Problema proposto 1 =
Consegue citar por inteiro o texto sobre o vizinho das rádio-transmissões, sem alterar uma única palavra ou sinal?

Texto de origem =
================================

O meu vizinho de cima é adepto das rádio-transmissões, tem o péssimo hábito de comunicar com um seu amigo neo-zelandês: a nossa madrugada é uma bela sesta lá. Quando tudo deveria estar em silêncio, os vestígios de ruído humano, já pouco o são. E muito embora, a pianista toque o Meditation de Keith Jarret, os meus lóbulos cerebrais há muito que perderam tal capacidade, penso em tudo, penso em rastilho e as imagens saem em panchões
Sentes as minhas mãos a gelarem-se? A ponta dos dedos a perderem vida, a enegrecerem-se e os meus lábios a pelarem-se? Mete a tua mão no meu peito… não o sentes, pois não? E a minha pila… morreu… onde estarão os meus olhos?
não vejo nada, tenho frio
as moléculas separam-se em mais moléculas tal como
O barulho que não me deixa dormir, a serra eléctrica… o nariz eléctrico… o nariz… as narinas… a serra… o ronco… o ronco.. ronnnc
eu me desfaço… faço eu aqui?
E então?

================================

Dados fornecidos =
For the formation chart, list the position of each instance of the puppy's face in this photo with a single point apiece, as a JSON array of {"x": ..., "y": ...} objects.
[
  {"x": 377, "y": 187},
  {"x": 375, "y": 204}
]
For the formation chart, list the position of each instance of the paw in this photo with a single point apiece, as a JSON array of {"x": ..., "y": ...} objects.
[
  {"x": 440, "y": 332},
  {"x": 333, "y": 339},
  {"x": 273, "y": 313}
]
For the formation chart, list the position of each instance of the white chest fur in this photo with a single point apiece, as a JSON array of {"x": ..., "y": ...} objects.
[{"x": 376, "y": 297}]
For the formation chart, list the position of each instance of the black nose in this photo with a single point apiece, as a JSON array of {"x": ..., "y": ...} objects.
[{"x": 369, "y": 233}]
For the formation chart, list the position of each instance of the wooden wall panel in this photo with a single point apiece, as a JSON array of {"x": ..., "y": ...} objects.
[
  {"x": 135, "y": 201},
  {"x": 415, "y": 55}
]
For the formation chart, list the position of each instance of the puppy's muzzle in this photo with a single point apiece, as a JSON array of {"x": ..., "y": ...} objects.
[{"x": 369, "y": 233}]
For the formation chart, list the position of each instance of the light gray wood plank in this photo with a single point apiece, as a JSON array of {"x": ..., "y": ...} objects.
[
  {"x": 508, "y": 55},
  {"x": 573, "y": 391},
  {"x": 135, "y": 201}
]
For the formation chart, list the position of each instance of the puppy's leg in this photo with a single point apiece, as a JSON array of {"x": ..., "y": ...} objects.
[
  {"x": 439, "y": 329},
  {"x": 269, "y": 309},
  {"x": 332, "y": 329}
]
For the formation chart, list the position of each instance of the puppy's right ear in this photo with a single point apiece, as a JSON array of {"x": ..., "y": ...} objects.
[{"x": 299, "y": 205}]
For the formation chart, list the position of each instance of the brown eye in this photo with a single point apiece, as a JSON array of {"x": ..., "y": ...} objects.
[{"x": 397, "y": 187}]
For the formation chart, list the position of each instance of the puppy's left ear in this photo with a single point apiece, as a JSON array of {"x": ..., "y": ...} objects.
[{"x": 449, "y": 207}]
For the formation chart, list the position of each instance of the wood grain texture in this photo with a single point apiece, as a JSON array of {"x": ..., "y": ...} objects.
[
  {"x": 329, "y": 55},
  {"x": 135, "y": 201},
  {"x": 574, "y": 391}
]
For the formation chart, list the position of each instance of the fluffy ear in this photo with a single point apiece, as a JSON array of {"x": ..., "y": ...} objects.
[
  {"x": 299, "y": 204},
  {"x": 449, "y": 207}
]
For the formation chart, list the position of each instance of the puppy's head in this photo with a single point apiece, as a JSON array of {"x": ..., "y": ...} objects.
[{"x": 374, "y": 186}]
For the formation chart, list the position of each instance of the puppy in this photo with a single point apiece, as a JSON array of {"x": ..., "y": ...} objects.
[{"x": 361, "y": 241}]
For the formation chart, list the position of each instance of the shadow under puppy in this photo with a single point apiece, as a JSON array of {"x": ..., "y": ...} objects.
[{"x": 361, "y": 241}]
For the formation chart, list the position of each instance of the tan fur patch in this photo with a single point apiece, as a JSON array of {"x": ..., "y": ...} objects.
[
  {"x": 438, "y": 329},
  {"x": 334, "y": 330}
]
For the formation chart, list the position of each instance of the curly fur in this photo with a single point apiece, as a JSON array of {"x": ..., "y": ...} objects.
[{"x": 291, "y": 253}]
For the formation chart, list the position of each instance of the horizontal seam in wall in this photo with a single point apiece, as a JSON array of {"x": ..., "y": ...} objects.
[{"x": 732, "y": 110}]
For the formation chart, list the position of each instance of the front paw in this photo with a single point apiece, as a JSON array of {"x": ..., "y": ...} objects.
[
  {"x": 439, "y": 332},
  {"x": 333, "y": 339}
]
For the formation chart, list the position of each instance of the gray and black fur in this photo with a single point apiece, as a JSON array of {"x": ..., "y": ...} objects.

================================

Problema proposto 2 =
Pode imprimir, sem qualquer alteração, as linhas da listagem desde a que contém "of the shadow" até ao fim da listagem, incluindo essa primeira linha?

Resolução da tarefa 1 =
O meu vizinho de cima é adepto das rádio-transmissões, tem o péssimo hábito de comunicar com um seu amigo neo-zelandês: a nossa madrugada é uma bela sesta lá. Quando tudo deveria estar em silêncio, os vestígios de ruído humano, já pouco o são. E muito embora, a pianista toque o Meditation de Keith Jarret, os meus lóbulos cerebrais há muito que perderam tal capacidade, penso em tudo, penso em rastilho e as imagens saem em panchões
Sentes as minhas mãos a gelarem-se? A ponta dos dedos a perderem vida, a enegrecerem-se e os meus lábios a pelarem-se? Mete a tua mão no meu peito… não o sentes, pois não? E a minha pila… morreu… onde estarão os meus olhos?
não vejo nada, tenho frio
as moléculas separam-se em mais moléculas tal como
O barulho que não me deixa dormir, a serra eléctrica… o nariz eléctrico… o nariz… as narinas… a serra… o ronco… o ronco.. ronnnc
eu me desfaço… faço eu aqui?
E então?

Resolução da tarefa 2 =
For the formation chart, list the position of each instance of the shadow under puppy in this photo with a single point apiece, as a JSON array of {"x": ..., "y": ...} objects.
[{"x": 361, "y": 241}]
For the formation chart, list the position of each instance of the tan fur patch in this photo with a single point apiece, as a JSON array of {"x": ..., "y": ...} objects.
[
  {"x": 438, "y": 329},
  {"x": 334, "y": 330}
]
For the formation chart, list the position of each instance of the curly fur in this photo with a single point apiece, as a JSON array of {"x": ..., "y": ...} objects.
[{"x": 291, "y": 253}]
For the formation chart, list the position of each instance of the horizontal seam in wall in this photo with a single point apiece, as a JSON array of {"x": ..., "y": ...} objects.
[{"x": 732, "y": 110}]
For the formation chart, list the position of each instance of the front paw in this photo with a single point apiece, as a JSON array of {"x": ..., "y": ...} objects.
[
  {"x": 439, "y": 332},
  {"x": 333, "y": 339}
]
For the formation chart, list the position of each instance of the gray and black fur in this photo with a single point apiece, as a JSON array of {"x": ..., "y": ...} objects.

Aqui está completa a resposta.